_TESTO DI RIFERIMENTO_
···
Il vizio di motivazione per omessa ammissione della prova testimoniale o di altra prova puo’ essere denunciato per cassazione solo nel caso in cui essa abbia determinato l’omissione di motivazione su un punto decisivo della controversia

Corte di Cassazione, sezione sesta lavoro, Ordinanza 24 maggio 2018, n. 12994.

Le massime estrapolate:

Il vizio di motivazione per omessa ammissione della prova testimoniale o di altra prova puo’ essere denunciato per cassazione solo nel caso in cui essa abbia determinato l’omissione di motivazione su un punto decisivo della controversia e, quindi, ove la prova non ammessa ovvero non esaminata in concreto sia idonea a dimostrare circostanze tali da invalidare, con un giudizio di certezza e non di mera probabilita’, l’efficacia delle altre risultanze istruttorie che hanno determinato il convincimento del giudice di merito, di modo che la “ratio decidendi” venga a trovarsi priva di fondamento.
In tema di spese processuali, la facolta’ di disporne la compensazione tra le parti rientra nel potere discrezionale del giudice di merito, il quale non e’ tenuto a dare ragione con una espressa motivazione del mancato uso di tale sua facolta’, con la conseguenza che la pronuncia di condanna alle spese, anche se adottata senza prendere in esame l’eventualita’ di una compensazione, non puo’ essere censurata in cassazione, neppure sotto il profilo della mancanza di motivazione.
···
_DATI FORNITI_

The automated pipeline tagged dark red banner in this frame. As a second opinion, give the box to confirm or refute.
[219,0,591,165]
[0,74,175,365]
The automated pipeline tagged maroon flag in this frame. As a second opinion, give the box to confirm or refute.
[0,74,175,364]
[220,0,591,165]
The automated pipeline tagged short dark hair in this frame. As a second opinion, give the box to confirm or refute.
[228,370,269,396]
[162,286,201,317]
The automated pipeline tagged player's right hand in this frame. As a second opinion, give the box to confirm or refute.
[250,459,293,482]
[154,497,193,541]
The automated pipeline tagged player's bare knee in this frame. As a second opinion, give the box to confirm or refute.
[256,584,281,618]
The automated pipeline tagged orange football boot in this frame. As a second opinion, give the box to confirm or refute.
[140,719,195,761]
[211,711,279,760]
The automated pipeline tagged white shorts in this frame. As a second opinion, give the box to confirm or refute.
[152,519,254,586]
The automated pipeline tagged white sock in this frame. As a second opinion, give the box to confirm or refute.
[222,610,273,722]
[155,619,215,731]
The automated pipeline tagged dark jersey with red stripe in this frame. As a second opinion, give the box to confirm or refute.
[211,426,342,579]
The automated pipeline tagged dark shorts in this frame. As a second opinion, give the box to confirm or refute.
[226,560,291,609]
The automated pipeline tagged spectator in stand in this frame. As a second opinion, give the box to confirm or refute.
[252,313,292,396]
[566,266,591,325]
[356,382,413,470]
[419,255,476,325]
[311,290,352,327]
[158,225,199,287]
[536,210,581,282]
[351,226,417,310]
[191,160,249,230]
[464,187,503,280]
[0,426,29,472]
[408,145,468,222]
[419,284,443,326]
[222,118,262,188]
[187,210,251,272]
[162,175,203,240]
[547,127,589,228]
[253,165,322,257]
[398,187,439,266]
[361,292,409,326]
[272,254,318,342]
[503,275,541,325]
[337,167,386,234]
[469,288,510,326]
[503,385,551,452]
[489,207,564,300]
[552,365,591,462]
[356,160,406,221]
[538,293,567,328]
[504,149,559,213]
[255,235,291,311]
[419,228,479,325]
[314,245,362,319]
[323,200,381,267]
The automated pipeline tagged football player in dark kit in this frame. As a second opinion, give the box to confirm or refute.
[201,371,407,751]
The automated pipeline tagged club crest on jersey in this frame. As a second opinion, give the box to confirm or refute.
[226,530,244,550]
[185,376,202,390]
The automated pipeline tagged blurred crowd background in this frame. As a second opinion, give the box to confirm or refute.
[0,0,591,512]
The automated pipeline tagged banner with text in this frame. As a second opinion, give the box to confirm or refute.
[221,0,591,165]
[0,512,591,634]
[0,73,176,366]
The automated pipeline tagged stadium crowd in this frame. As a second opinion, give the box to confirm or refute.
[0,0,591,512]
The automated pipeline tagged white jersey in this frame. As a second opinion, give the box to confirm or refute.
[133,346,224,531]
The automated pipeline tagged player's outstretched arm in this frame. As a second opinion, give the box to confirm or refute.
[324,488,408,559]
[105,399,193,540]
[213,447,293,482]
···
_TESTO DEL QUESITO_
Nel testo di riferimento, nel potere di quale giudice rientra la facoltà di disporre la compensazione delle spese processuali tra le parti?

_RISPOSTA COMPLETA_
Rientra nel potere discrezionale del giudice di merito.